◆ **TEXTO FUENTE**
- - -

Las clases productoras son el sostén de la sociedad, son la sociedad misma, pues sin ellas no hay sociedad posible.

Siendo esto tan cierto, que no puede ponerse en duda por ningún hombre de mediano juicio, ¿no parece lógico que la instrucción, la riqueza, los derechos políticos, todas las garantías y consideraciones sociales, fueran patrimonio de aquellos a quienes la sociedad necesita más, sin cuyo trabajo no podría existir? Sin embargo, no sucede así: lejos de eso, trabajador y pobre son sinónimos, y basta pertenecer a esa clase para estar excluido de todos los goces, derechos y consideraciones, prodigadas a manos llenas a los que viven de explotar la sociedad.

Hoy, como hace dos mil años, el trabajador es esclavo de los hombres y de las cosas; produce para que otros consuman; da sus [32] hijos para la defensa de unas leyes hechas contra él por sus opresores, y vierte su sangre para conservar la independencia de una patria en que vive esclavo, en la que no le pertenecen más que seis pies de tierra, el día en que deja la pesada carga de la vida.

Esta horrible injusticia, que no podría concebirse si no fuera un hecho prolongado desgraciadamente durante miles de años, ha pasado por diversas fases. Al principio la sociedad se dividía en castas: una de trabajadores esclavos, otra de consumidores libres. Después la forma de la esclavitud se modificó: ya no hubo castas condenadas fatal y exclusivamente al trabajo y a la esclavitud; hubo lucha, y los vencidos fueron trabajadores y esclavos de los vencedores, que no hacían más que consumir y guerrear para aumentar el número de los esclavos que trabajaban para ellos.

Modificado después profundamente, en la Edad media, el derecho de la fuerza y de la conquista, se transformó en servidumbre la esclavitud de los trabajadores. Entrados más tarde en el régimen de la libertad y de igualdad, proclamados por la civilización moderna, la servidumbre fue reemplazada por el proletariado, o esclavitud indirecta. [33] Hoy no hay ya esclavos ni siervos, pero hay proletarios que trabajan y no consumen; que nacen, viven y mueren en la miseria, esclavos del primer amo que les depara la suerte.

En este nuevo régimen, que es para las clases productoras un progreso más moral que efectivo, relativamente a su condición anterior, la esclavitud, más disimulada, pierde el carácter odioso de la violencia, parece un acto voluntario, y puede suceder, como en efecto sucede, alguna vez, que el rico de ayer, pobre hoy, entre en la masa de los esclavos que buscan amo a trueque de un pedazo de pan, y que el trabajador de ayer, rico hoy por un azar de la suerte, pertenezca a la privilegiada familia de los que viven del trabajo ajeno.

- - -

◆ **TAREAS PENDIENTES**
**a.** Reproduce el fragmento del texto sobre las clases productoras que se abre con las palabras "Las clases productoras son" y se cierra con "explotar la sociedad.".
**b.** Prolonga el texto sobre las clases productoras a partir de su última oración.

◆ **DATOS PROPORCIONADOS**
- - -

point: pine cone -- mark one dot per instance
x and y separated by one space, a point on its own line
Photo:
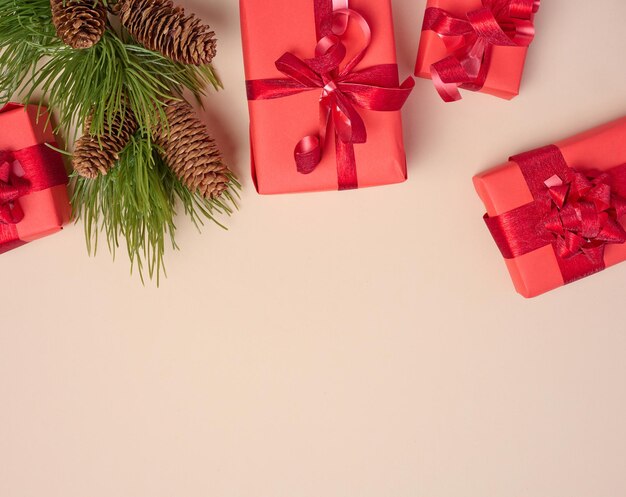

- - -

◆ **RESULTADOS POR TAREA**
**a.**
Las clases productoras son el sostén de la sociedad, son la sociedad misma, pues sin ellas no hay sociedad posible.

Siendo esto tan cierto, que no puede ponerse en duda por ningún hombre de mediano juicio, ¿no parece lógico que la instrucción, la riqueza, los derechos políticos, todas las garantías y consideraciones sociales, fueran patrimonio de aquellos a quienes la sociedad necesita más, sin cuyo trabajo no podría existir? Sin embargo, no sucede así: lejos de eso, trabajador y pobre son sinónimos, y basta pertenecer a esa clase para estar excluido de todos los goces, derechos y consideraciones, prodigadas a manos llenas a los que viven de explotar la sociedad.

**b.**
Al consumarse la revolución política que emancipó al siervo, aboliendo los derechos feudales y señoriales, empezó una sangrienta lucha que dura todavía, y que tiene por objeto asegurar al pueblo el goce de sus derechos y libertades, emancipándolo del proletariado, última fase de su esclavitud. A pesar de las alternativas del combate, los pueblos han concluido siempre por triunfar; pero no han sacado nunca las ventajas de sus victorias. [34]

Los más avisados y diestros, los que en el régimen anterior habían podido alcanzar instrucción o capital, o ambas cosas a la vez, han explotado exclusivamente las victorias del pueblo, cuya condición no ha variado a pesar de sus triunfos.

Más de veinte mil millones de propiedad desamortizada y por desamortizar, propiedad que de derecho debe pertenecer al Pueblo pobre, que no por el mero hecho de serlo, podía probar que él era el despojado, ha sido, es y será en la próxima y en las futuras desamortizaciones, acaparada por los ricos, lo que aumentará, no lo niego, la riqueza nacional, pero no la del Pueblo.

Los derechos políticos, por cuya conquista han vertido las clases trabajadoras su generosa sangre, han sido, son y serán acaparados por los que tienen capital, estableciendo el censo electoral, la garantía de pagar contribución o casa que no merezca los nombres de choza o de bohardilla.

Lo mismo decimos de la imprenta, cuyo uso no es permitido sino al que ponga un depósito de más o menos miles de duros para poder verter sus ideas en un periódico. Agregad las trabas puestas a la enseñanza y la negación de los derechos de reunión y [35] asociación, y tendréis una ligerísima idea de las ventajas obtenidas por las clases trabajadoras en las revoluciones verificadas hasta ahora por ellas.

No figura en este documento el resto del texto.